== Work to do ==
A. Rewrite the part of the passage on impact statements for responsible AI research that opens with the words containing "We believe responsible" and closes with "up being prioritized.", putting "existing order" in place of "status quo".
B. Carry on the passage on impact statements for responsible AI research from the point where it stops.
>> Start Source passage
We believe responsible AI research needs impact statements, too.

Requiring adverse impact statements for RAI research is long overdue. There have been growing concerns about how our own work has routinely failed to engage with and address deeper patterns of injustice and inequality, often assuming that many elements of the status quo are immutable (Keyes et al., 2019; Green and Viljoen, 2020; Abebe et al., 2020; Laufer et al., 2022). We know that common RAI values may conflict in certain deployment settings and that different groups assess and prioritize responsible AI values differently (Jakesch et al., 2022), with RAI research still largely centering mostly Westernized and US-centric perspectives (Septiandri et al., 2023). All these can have profound implications for what problems and solutions end up being prioritized.

Even well-intentioned applications, policies, or interventions to mitigate known issues can and often do lead to harm, e.g., (Green and Viljoen, 2020). Scrutiny is required even when a system, practice or framework seems to address real needs stakeholders might have, as there can be subtle patterns of problematic uses, system behavior, or outcomes that might be harder to discern (Sandvig et al., 2014; Robertson et al., 2021; Olteanu et al., 2019). For instance, Bennett and Keyes (2020) discuss how fixating on certain notions of fairness can reinforce existing dynamics and exacerbate harms. Indeed, blindly adhering to some RAI frameworks without considering what exactly are we trying to make, e.g., fair or transparent, can lead to these frameworks being used to legitimize harmful, absurd technologies (Keyes et al., 2019) and to a “checkbox culture” (Balayn et al., 2023) where researchers and practitioners do not meaningfully engage with RAI considerations or the social, economic, and political origins of these considerations.
>> End Source passage
>> Start Provided data
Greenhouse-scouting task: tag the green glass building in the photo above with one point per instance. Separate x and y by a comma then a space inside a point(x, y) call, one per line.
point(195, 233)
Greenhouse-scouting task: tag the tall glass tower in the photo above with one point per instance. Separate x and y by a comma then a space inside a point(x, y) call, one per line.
>> End Provided data
== Expected results ==
A.
We believe responsible AI research needs impact statements, too.

Requiring adverse impact statements for RAI research is long overdue. There have been growing concerns about how our own work has routinely failed to engage with and address deeper patterns of injustice and inequality, often assuming that many elements of the existing order are immutable (Keyes et al., 2019; Green and Viljoen, 2020; Abebe et al., 2020; Laufer et al., 2022). We know that common RAI values may conflict in certain deployment settings and that different groups assess and prioritize responsible AI values differently (Jakesch et al., 2022), with RAI research still largely centering mostly Westernized and US-centric perspectives (Septiandri et al., 2023). All these can have profound implications for what problems and solutions end up being prioritized.

B.
Furthermore, a focus on bias and fairness claims often assumes that these issues are due to poor implementation of a system and center the algorithmic systems themselves, distracting from both basic validation of functionality (Raji et al., 2022) and the factors that led to injustices in the first place (Bennett and Keyes, 2020). RAI research, similarly to much of AI research, inadvertently may take for granted that AI systems work or that they are inevitable (Raji et al., 2022), failing to reflect on whether techno-solutions are even justifiable. Similarly, RAI interventions targeting the design phase of AI life-cycle tend to ignore important contextual factors that determine the outcomes resulting from the implementation, deployment, and use of AI systems (Gansky and McDonald, 2022). This is because many algorithms developed to help guarantee various, e.g., “fairness” requirements are developed “without policy and societal contexts in mind.”⁶

There are also concerns about how RAI practice and research risks to facilitate paying lip service to the issues it ostensibly aims to address (e.g., Ali et al., 2023), rather than driving meaningful changes. RAI work might ignore organizational power dynamics and structures (Wong et al., 2023; Ali et al., 2023) that are critical to enacting change, as well as the fact that in practice the responsibility of doing this work many times falls on the shoulders of either individuals coming from marginalized backgrounds (Birhane et al., 2022) and/or on those of time-constrained and untrained practitioners (Rakova et al., 2021; Buçinca et al., 2023). Raising concerns and performing RAI work can also take a psychological toll on RAI practitioners (Widder et al., 2023; Heikkilä, 2022) as, e.g., they might be exposed to harmful content or might need to take great personal risks.

Examples of how RAI research and work can thus also inadvertently lead to harmful outcomes abound.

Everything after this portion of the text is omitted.